» **What you should do**
Render every line of all the entries below as a numbered list, leaving out blank lines.

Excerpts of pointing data
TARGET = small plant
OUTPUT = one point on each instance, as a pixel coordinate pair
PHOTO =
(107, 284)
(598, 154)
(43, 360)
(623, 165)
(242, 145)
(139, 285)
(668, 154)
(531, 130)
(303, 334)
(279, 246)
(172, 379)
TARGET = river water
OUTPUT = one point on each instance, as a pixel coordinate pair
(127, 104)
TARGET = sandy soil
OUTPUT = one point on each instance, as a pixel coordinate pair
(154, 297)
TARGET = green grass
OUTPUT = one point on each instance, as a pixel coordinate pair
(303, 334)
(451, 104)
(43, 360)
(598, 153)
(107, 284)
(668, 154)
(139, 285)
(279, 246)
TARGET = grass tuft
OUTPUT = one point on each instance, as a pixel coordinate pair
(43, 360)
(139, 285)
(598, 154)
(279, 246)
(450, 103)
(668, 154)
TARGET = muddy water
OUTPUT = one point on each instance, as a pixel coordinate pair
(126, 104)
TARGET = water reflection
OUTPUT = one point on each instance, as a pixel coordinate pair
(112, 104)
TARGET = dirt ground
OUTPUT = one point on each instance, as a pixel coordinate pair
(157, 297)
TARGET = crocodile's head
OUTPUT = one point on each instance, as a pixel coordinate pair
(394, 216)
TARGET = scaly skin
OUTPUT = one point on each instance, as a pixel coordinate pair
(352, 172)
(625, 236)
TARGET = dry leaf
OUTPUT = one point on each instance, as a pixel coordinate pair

» **Solved problem**
1. TARGET = small plant
2. OUTPUT = one point on each instance, as a pixel coordinate pair
3. PHOTO =
4. (107, 284)
5. (598, 154)
6. (43, 360)
7. (623, 165)
8. (242, 145)
9. (139, 285)
10. (668, 154)
11. (531, 130)
12. (303, 334)
13. (279, 246)
14. (172, 379)
15. TARGET = river water
16. OUTPUT = one point on each instance, as a pixel coordinate pair
17. (127, 104)
18. TARGET = sandy soil
19. OUTPUT = one point on each instance, as a pixel coordinate pair
20. (154, 297)
21. TARGET = green grass
22. OUTPUT = one point on each instance, as a pixel coordinate pair
23. (303, 334)
24. (451, 104)
25. (43, 360)
26. (598, 153)
27. (107, 284)
28. (668, 154)
29. (139, 285)
30. (279, 246)
31. TARGET = grass tuft
32. OUTPUT = one point on each instance, as a pixel coordinate pair
33. (43, 360)
34. (139, 285)
35. (598, 154)
36. (279, 246)
37. (450, 103)
38. (668, 154)
39. TARGET = muddy water
40. OUTPUT = one point on each instance, as a pixel coordinate pair
41. (126, 104)
42. TARGET = water reflection
43. OUTPUT = one point on each instance, as a pixel coordinate pair
44. (112, 104)
45. TARGET = dirt ground
46. OUTPUT = one point on each instance, as a pixel coordinate pair
47. (157, 297)
48. TARGET = crocodile's head
49. OUTPUT = one point on each instance, as a pixel coordinate pair
50. (394, 216)
51. TARGET = scaly skin
52. OUTPUT = one point on each instance, as a pixel coordinate pair
53. (352, 172)
54. (625, 236)
55. TARGET = dry leaf
56. OUTPUT = one point on each instance, as a pixel coordinate pair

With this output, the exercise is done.